* _WHAT IS NEEDED_: Only one number is expected here, namely how many lines of the entries below hold the string "instance".

* _DATA SECTION_:
────────────────────────────────────────

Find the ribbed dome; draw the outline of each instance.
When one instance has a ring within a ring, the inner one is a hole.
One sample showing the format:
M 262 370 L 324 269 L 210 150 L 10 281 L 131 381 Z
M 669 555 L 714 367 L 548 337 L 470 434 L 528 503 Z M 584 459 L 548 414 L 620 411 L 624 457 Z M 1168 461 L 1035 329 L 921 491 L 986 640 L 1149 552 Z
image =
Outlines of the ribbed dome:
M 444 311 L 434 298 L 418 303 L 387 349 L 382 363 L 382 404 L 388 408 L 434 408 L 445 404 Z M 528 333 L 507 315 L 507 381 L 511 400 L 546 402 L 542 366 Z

────────────────────────────────────────

* _SOLUTION TO THIS PROBLEM_: 2